- GIVEN INSTRUCTION 1:
Answer these questions using the training log.
(a) What did the writer wear during the session?
(b) How many sets of Leg Extensions were done, and how many reps were in each set?
(c) Which body parts were trained tonight?
- GIVEN INSTRUCTION 2: Copy out the entries from the line with "For the photo above, indicate every instance of the crashed" up to and including the line with "column 285, row 148".

- READING PASSAGE:

So many updates I will do them in stages 

Firstly, my lower back went today. I was sitting awkwardly which I wouldn't usually do but have felt there is no danger. Thinking back I later realized I had hack squatted the other day. I have a list of exercises I know cause me issues but I had totally forgotten I had done them. I was going low as well and it must have done something. When I don't rack pull, deadlist, squat etc my lower back is never great but it never goes ever. I stopped doing them all last time my back went but done 2 sets in a superset the other day so I am guessing it was that. It went and I couldn't move but lay down for 1 hour and it started feeling better. So nothing major this time. Regardless there was no way I was missing the gym today. I could have broken my foot and I still would have been in the gym tonight 

Big session and I feel great now. I wore a back support and it felt good. It helps keep my waist in as well so a bonus. I changed it up and used 5ml synthetine preworkout. Reason being synthelamin is the only synthetek product I don't ever use. I feel great on it but both times I have used it I have broken out (acne) on it which is rare so I know it's that. I researched it and it's not uncommon when using vitamin b12. Syntheselen also contains vit b12 and since I started using it I broke out a little. It could be the aas but as I am going away in 2 weeks I would rather just drop it incase it is the vit b12. I have been fine in the past on it but again would rather just drop it. I will carry it on after my holiday. So it's 5ml synthetine from now on which I love and it's my fav dose. In my experience the more the better with synthetine but common sense needs to be used so I come to the conclusion for big/fast results and the fact I can do it in 1 shot 5ml is a great dose for me.

Tonight I trained chest, tri-ceps, calves and quads.

Flat Smith Press... 1 working drop set with 2 drops. 4pps, 3pps and 1.5pps with dead stops. I only got 3 or 4 reps with 4pps which is less than normal but I put everything into them. I wish I could have got a video as this was a brutal set.
Machine Fly... 2 working sets.
Machine Press... 1 working set.
Standing Cable Hammer Press... 1 working set.
Close Grip Bench Press supersetted with Tri-cep Cable Extensions... 2 working sets.
Unilateral DB Tri-cep Front Extensions... 1 working set (with assisted reps) for each arm.
Unilateral DB Tri-cep Side Extensions... 1 working set (with assisted reps) for each arm.
V Grip Tri-cep Extension... 1 working set with 50kg and then double the reps with 25kg.
Leg Press Calf Presses supersetted with Seated Calf Raises... 4 working sets with pauses at the top and bottom.
Leg Extensions... 5 sets of 50 reps going up in weight.

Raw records
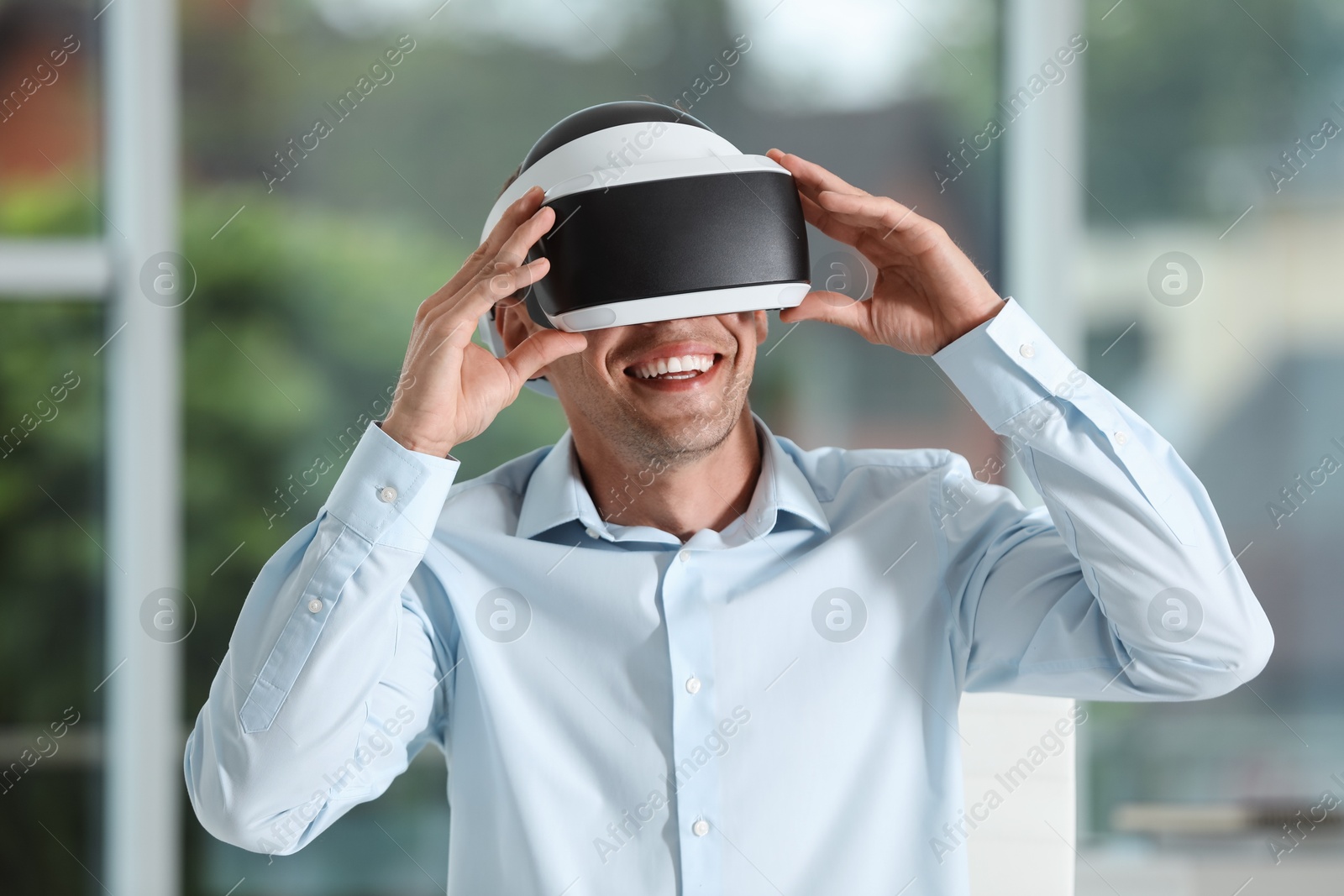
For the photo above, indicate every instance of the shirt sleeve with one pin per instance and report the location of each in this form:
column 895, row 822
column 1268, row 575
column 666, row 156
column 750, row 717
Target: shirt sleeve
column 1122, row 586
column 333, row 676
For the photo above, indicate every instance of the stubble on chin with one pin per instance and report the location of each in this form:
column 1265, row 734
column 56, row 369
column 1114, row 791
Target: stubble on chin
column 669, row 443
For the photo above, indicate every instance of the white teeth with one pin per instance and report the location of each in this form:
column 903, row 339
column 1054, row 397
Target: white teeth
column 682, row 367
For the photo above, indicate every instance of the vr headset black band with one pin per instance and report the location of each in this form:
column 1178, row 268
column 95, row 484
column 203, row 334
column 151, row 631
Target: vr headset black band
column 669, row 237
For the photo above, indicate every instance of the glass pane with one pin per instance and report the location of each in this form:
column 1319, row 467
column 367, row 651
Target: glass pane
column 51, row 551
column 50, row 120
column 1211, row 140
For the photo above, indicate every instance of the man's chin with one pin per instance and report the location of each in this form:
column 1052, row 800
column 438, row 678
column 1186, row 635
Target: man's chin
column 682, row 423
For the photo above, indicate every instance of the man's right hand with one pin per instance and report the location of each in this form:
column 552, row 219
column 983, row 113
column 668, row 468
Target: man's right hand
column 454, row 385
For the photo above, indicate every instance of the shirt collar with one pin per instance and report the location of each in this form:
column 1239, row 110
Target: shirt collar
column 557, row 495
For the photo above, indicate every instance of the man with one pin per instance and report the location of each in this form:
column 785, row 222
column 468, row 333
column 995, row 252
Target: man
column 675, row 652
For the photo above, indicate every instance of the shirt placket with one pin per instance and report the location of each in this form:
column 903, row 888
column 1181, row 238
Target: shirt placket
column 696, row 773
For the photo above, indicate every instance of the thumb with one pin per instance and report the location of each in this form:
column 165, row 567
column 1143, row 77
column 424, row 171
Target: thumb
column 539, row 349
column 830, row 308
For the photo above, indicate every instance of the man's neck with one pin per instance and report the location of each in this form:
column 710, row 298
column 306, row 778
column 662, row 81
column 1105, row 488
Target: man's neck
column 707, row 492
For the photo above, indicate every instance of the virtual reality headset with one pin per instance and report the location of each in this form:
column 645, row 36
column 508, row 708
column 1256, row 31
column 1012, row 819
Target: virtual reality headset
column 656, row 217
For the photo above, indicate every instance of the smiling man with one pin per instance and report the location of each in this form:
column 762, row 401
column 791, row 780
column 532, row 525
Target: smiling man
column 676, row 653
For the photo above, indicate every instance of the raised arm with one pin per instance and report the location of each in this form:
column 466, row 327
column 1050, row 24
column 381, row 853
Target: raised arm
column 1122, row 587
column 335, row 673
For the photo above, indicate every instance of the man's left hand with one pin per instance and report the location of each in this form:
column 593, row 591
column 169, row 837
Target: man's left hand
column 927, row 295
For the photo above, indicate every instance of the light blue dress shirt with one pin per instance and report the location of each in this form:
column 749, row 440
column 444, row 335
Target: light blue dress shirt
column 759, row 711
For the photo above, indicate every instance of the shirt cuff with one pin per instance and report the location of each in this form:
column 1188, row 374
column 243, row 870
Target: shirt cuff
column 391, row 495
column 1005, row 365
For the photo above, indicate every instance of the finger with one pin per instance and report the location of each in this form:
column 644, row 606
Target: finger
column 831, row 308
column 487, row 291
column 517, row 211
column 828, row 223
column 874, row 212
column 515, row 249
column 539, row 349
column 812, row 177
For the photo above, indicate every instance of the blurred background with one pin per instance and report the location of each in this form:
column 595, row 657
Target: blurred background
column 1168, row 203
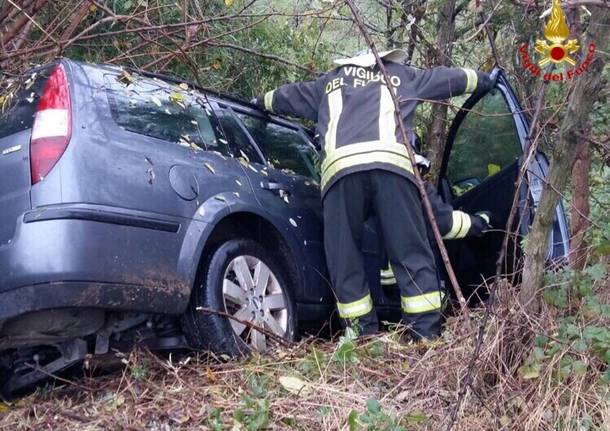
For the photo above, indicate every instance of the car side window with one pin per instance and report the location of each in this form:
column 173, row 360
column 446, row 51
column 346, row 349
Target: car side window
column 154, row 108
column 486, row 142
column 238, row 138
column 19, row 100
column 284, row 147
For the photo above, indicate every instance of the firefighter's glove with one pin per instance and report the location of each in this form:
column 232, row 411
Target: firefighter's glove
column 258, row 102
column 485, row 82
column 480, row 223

--

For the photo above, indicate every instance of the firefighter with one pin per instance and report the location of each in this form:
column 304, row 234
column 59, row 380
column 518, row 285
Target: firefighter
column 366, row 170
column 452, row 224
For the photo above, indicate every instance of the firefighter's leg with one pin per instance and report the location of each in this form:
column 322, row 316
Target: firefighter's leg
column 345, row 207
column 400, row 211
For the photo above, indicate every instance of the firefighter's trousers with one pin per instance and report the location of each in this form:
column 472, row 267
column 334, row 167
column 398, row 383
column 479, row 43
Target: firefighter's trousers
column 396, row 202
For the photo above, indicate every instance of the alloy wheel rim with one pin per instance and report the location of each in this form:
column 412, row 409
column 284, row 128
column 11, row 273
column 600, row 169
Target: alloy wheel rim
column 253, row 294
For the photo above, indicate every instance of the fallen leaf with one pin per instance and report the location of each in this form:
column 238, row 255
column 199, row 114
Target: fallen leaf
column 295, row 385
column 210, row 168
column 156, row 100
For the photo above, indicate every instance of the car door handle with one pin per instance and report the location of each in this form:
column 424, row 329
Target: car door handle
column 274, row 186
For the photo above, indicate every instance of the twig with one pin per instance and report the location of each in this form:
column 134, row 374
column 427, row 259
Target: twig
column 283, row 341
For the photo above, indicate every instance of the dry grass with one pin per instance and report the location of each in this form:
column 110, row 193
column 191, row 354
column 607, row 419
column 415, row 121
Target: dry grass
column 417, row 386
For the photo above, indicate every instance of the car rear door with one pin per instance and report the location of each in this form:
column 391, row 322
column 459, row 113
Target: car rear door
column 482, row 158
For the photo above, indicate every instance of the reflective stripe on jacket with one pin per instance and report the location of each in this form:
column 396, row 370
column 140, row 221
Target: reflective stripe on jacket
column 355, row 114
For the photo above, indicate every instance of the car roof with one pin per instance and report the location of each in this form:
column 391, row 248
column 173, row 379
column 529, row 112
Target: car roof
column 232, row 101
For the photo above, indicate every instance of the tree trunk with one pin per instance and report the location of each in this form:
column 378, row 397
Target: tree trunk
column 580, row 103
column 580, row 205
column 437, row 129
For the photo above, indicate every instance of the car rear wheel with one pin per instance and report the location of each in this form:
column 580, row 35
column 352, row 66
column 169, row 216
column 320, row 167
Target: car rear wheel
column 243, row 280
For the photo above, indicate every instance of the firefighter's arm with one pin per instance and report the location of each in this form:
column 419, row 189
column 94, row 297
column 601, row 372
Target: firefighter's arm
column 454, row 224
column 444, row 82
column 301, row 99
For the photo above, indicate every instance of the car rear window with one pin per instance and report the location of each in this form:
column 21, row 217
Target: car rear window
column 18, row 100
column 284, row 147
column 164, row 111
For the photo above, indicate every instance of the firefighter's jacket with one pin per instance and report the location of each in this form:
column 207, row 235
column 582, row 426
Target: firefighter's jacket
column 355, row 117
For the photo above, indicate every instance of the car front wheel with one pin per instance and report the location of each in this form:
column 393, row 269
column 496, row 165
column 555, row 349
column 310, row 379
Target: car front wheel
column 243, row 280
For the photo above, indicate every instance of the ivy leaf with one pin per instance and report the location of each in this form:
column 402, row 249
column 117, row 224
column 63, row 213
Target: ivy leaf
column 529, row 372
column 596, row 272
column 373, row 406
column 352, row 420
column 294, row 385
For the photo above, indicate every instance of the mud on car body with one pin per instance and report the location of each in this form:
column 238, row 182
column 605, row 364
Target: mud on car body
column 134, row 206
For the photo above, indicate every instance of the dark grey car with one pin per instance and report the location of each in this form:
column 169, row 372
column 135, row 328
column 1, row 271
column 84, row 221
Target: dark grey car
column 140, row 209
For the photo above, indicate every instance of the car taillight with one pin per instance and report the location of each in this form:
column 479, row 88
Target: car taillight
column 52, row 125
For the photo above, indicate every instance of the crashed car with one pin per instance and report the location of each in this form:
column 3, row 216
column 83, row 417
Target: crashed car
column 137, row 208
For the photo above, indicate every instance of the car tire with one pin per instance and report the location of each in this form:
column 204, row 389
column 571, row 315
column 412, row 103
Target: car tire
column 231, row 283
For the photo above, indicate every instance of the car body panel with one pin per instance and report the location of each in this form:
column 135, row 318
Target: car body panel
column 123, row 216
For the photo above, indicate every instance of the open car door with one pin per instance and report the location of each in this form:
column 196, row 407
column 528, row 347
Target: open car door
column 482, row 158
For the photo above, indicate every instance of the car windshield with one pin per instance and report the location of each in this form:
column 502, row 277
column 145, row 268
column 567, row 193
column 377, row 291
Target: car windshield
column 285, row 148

- COMPLETE OUTPUT 1:
(a) A back support.
(b) Five sets of 50 reps, going up in weight.
(c) Chest, triceps, calves and quads.

- COMPLETE OUTPUT 2:
For the photo above, indicate every instance of the crashed car with one pin per instance and report the location of each in this form:
column 3, row 216
column 83, row 417
Target: crashed car
column 137, row 208
For the photo above, indicate every instance of the car tire with one pin per instance and report the location of each in this form:
column 204, row 389
column 571, row 315
column 412, row 103
Target: car tire
column 231, row 283
For the photo above, indicate every instance of the car body panel with one pin per instance and report the location of each in this form:
column 135, row 318
Target: car body panel
column 123, row 216
For the photo above, indicate every instance of the open car door with one pin per instance and report the location of each in this form:
column 196, row 407
column 528, row 347
Target: open car door
column 482, row 158
For the photo above, indicate every instance of the car windshield with one pin per instance and report the location of each in this form:
column 502, row 277
column 145, row 268
column 567, row 193
column 377, row 291
Target: car windshield
column 285, row 148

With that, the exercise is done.